## Job
Rewrite every line of the listing below, replacing each "marker" with "point" and leaving everything else unchanged.

## Provided records
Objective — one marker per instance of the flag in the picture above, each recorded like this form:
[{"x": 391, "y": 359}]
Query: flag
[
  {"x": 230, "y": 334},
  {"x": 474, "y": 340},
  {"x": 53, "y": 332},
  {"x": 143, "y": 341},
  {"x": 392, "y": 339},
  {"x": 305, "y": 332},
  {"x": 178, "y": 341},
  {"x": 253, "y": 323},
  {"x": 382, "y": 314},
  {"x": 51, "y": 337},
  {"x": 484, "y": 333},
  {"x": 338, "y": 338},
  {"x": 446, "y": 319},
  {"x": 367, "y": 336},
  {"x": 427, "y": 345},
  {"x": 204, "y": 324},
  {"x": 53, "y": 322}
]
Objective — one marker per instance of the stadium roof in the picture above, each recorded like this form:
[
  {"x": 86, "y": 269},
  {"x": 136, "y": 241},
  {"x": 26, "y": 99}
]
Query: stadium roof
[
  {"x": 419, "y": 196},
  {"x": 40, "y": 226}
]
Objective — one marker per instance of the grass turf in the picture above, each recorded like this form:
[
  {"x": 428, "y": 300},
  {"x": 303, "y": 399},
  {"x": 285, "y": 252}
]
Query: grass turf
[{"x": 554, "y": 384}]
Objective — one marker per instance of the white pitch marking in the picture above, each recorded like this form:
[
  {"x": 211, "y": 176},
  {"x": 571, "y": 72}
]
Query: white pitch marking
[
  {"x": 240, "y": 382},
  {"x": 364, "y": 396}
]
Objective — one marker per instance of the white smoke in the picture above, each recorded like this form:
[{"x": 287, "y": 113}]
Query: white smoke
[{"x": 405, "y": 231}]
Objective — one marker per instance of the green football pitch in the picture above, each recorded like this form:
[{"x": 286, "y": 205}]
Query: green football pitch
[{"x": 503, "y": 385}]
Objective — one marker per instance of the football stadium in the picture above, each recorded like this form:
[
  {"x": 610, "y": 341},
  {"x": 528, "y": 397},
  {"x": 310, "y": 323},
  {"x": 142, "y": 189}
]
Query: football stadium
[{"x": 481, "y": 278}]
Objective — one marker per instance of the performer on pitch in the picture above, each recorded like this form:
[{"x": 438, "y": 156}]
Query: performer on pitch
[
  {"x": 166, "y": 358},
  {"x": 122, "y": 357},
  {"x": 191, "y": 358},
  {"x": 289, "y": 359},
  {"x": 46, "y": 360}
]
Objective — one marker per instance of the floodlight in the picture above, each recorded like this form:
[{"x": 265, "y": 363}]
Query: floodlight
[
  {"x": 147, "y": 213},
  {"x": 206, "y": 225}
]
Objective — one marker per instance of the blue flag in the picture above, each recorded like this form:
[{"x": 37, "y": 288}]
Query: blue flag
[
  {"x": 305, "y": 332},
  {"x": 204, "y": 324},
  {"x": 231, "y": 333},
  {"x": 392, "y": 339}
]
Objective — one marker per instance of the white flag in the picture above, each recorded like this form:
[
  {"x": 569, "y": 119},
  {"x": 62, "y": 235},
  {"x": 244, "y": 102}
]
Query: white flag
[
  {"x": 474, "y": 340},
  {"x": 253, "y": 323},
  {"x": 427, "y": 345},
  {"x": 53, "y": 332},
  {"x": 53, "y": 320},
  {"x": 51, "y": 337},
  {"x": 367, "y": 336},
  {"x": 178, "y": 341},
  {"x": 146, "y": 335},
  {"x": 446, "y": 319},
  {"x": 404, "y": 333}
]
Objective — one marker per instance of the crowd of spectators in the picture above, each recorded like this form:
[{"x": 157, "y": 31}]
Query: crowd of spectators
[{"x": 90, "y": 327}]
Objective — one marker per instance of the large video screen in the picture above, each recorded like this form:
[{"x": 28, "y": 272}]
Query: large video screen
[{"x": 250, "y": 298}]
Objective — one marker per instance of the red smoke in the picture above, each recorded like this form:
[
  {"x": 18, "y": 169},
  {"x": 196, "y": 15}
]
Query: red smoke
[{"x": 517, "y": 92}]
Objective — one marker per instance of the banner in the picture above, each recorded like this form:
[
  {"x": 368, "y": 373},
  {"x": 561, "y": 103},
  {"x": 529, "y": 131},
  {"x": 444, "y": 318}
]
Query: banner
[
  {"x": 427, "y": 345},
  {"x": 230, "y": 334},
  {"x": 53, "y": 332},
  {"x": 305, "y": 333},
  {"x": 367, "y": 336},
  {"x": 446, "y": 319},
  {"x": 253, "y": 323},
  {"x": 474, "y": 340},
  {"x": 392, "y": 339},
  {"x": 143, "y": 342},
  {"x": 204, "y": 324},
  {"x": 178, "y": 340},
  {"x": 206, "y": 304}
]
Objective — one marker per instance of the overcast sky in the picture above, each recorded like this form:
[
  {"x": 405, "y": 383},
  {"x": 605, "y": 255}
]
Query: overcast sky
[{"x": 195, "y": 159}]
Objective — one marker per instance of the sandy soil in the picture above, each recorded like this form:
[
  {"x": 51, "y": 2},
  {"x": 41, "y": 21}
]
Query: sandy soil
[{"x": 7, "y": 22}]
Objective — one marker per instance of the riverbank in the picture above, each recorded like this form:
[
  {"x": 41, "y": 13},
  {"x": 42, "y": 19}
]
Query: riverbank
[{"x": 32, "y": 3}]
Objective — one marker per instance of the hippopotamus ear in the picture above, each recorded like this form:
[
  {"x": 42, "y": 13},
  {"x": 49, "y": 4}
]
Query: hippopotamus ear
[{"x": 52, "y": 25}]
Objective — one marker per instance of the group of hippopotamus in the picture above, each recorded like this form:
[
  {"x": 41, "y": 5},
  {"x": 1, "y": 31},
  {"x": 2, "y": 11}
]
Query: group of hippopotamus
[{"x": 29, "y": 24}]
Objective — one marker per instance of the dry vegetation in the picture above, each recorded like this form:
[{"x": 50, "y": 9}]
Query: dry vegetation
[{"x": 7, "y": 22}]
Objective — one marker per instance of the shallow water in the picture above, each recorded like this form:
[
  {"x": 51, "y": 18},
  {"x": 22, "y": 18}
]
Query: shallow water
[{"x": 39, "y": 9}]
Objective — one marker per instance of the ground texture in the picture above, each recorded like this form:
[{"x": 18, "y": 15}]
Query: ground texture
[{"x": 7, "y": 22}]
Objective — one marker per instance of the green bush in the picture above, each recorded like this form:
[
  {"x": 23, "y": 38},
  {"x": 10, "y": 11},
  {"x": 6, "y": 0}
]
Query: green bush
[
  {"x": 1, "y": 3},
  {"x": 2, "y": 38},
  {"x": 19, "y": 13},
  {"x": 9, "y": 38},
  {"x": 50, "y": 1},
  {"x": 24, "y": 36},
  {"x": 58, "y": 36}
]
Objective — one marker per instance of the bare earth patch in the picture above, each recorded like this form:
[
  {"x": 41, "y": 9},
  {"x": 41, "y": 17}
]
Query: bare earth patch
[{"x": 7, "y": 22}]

## Task answer
Objective — one point per instance of the flag in the picture above, each recorded like this form:
[{"x": 391, "y": 359}]
Query: flag
[
  {"x": 230, "y": 334},
  {"x": 474, "y": 340},
  {"x": 53, "y": 332},
  {"x": 143, "y": 341},
  {"x": 392, "y": 339},
  {"x": 305, "y": 332},
  {"x": 178, "y": 341},
  {"x": 253, "y": 323},
  {"x": 382, "y": 314},
  {"x": 51, "y": 337},
  {"x": 484, "y": 333},
  {"x": 338, "y": 338},
  {"x": 446, "y": 319},
  {"x": 367, "y": 336},
  {"x": 427, "y": 345},
  {"x": 204, "y": 324},
  {"x": 53, "y": 322}
]
Objective — one point per instance of the stadium roof in the picture above, each recorded like this form:
[
  {"x": 86, "y": 269},
  {"x": 136, "y": 241},
  {"x": 26, "y": 99}
]
Query: stadium roof
[
  {"x": 419, "y": 196},
  {"x": 40, "y": 226}
]
Objective — one point per instance of the grass turf in the picture above, each recorded like this form:
[
  {"x": 428, "y": 300},
  {"x": 303, "y": 399},
  {"x": 285, "y": 252}
]
Query: grass turf
[{"x": 554, "y": 384}]
Objective — one point per instance of the white pitch marking in the picture above, each recorded like this form:
[
  {"x": 211, "y": 176},
  {"x": 571, "y": 72}
]
Query: white pitch marking
[
  {"x": 240, "y": 382},
  {"x": 364, "y": 396}
]
Objective — one point per instance of the white smoke in the picture above, each recorded like this form:
[{"x": 287, "y": 113}]
Query: white smoke
[{"x": 405, "y": 231}]
Objective — one point per instance of the green football pitch in the picture above, each recorded like this form:
[{"x": 286, "y": 205}]
Query: green football pitch
[{"x": 503, "y": 385}]
Objective — one point per instance of the football stadium in the picture above, each recorded like this form:
[
  {"x": 610, "y": 341},
  {"x": 528, "y": 397},
  {"x": 310, "y": 323},
  {"x": 142, "y": 189}
]
Query: football stadium
[{"x": 481, "y": 278}]
Objective — one point per instance of the performer on pitch in the picture above, each recorded like this form:
[{"x": 438, "y": 156}]
Query: performer on pitch
[
  {"x": 166, "y": 358},
  {"x": 122, "y": 357},
  {"x": 191, "y": 358},
  {"x": 289, "y": 359},
  {"x": 46, "y": 360}
]
Objective — one point per instance of the floodlight in the picture above, each recorded like this form:
[{"x": 265, "y": 363}]
Query: floodlight
[
  {"x": 147, "y": 213},
  {"x": 206, "y": 225}
]
Objective — one point per instance of the blue flag in the picture above, each recorded like this form:
[{"x": 37, "y": 288}]
Query: blue flag
[
  {"x": 305, "y": 332},
  {"x": 204, "y": 324},
  {"x": 231, "y": 333},
  {"x": 392, "y": 339}
]
Objective — one point per instance of the white flag in the picture above, each recorded like this form:
[
  {"x": 569, "y": 119},
  {"x": 62, "y": 235},
  {"x": 244, "y": 102}
]
Query: white flag
[
  {"x": 474, "y": 340},
  {"x": 253, "y": 323},
  {"x": 427, "y": 345},
  {"x": 53, "y": 332},
  {"x": 53, "y": 320},
  {"x": 51, "y": 337},
  {"x": 367, "y": 336},
  {"x": 178, "y": 341},
  {"x": 146, "y": 335},
  {"x": 446, "y": 319},
  {"x": 404, "y": 333}
]
Objective — one point per instance of the crowd of spectators in the picture above, each recorded like this form:
[{"x": 157, "y": 31}]
Query: crowd of spectators
[{"x": 90, "y": 327}]
Objective — one point per instance of the large video screen in the picture above, each recorded like this form:
[{"x": 28, "y": 272}]
Query: large video screen
[{"x": 250, "y": 298}]
Objective — one point per instance of the red smoke in the picture above, each recorded like this form:
[
  {"x": 18, "y": 169},
  {"x": 196, "y": 15}
]
Query: red smoke
[{"x": 517, "y": 92}]
Objective — one point per instance of the banner in the picture above, each recorded like this form:
[
  {"x": 368, "y": 373},
  {"x": 561, "y": 103},
  {"x": 529, "y": 131},
  {"x": 444, "y": 318}
]
Query: banner
[
  {"x": 427, "y": 345},
  {"x": 230, "y": 334},
  {"x": 53, "y": 332},
  {"x": 305, "y": 333},
  {"x": 367, "y": 336},
  {"x": 446, "y": 319},
  {"x": 253, "y": 323},
  {"x": 474, "y": 340},
  {"x": 392, "y": 339},
  {"x": 143, "y": 342},
  {"x": 204, "y": 324},
  {"x": 178, "y": 340},
  {"x": 206, "y": 304}
]
Objective — one point per instance of the overcast sky in the picture above, each recorded like this form:
[
  {"x": 405, "y": 383},
  {"x": 605, "y": 255}
]
Query: overcast sky
[{"x": 195, "y": 159}]
Objective — one point per instance of the sandy soil in the picture above, each recorded like this form:
[
  {"x": 51, "y": 2},
  {"x": 41, "y": 21}
]
Query: sandy soil
[{"x": 7, "y": 22}]
Objective — one point per instance of the riverbank in the picture above, each recorded like this form:
[
  {"x": 41, "y": 13},
  {"x": 42, "y": 19}
]
Query: riverbank
[{"x": 32, "y": 3}]
Objective — one point per instance of the hippopotamus ear in the picture above, each recorded like this form:
[
  {"x": 42, "y": 13},
  {"x": 49, "y": 4}
]
Query: hippopotamus ear
[{"x": 52, "y": 25}]
Objective — one point per instance of the group of hippopotamus in the picture above, each recorded like this form:
[
  {"x": 41, "y": 5},
  {"x": 1, "y": 31},
  {"x": 2, "y": 11}
]
Query: group of hippopotamus
[{"x": 29, "y": 24}]
Objective — one point per instance of the dry vegetation in the picture above, each recorded like this form:
[{"x": 50, "y": 9}]
Query: dry vegetation
[{"x": 7, "y": 22}]
Objective — one point per instance of the shallow water in the picture above, each recorded like this form:
[
  {"x": 51, "y": 18},
  {"x": 22, "y": 18}
]
Query: shallow water
[{"x": 39, "y": 9}]
Objective — one point per instance of the ground texture in the picture above, each recorded like this form:
[{"x": 18, "y": 15}]
Query: ground texture
[{"x": 7, "y": 22}]
Objective — one point per instance of the green bush in the picture above, each recorded like this form:
[
  {"x": 23, "y": 38},
  {"x": 10, "y": 11},
  {"x": 6, "y": 0}
]
Query: green bush
[
  {"x": 1, "y": 3},
  {"x": 2, "y": 38},
  {"x": 19, "y": 13},
  {"x": 9, "y": 38},
  {"x": 50, "y": 1},
  {"x": 24, "y": 36},
  {"x": 58, "y": 36}
]
Objective — one point per instance of the bare earth patch in the picture above, each recorded like this form:
[
  {"x": 41, "y": 9},
  {"x": 41, "y": 17}
]
Query: bare earth patch
[{"x": 7, "y": 22}]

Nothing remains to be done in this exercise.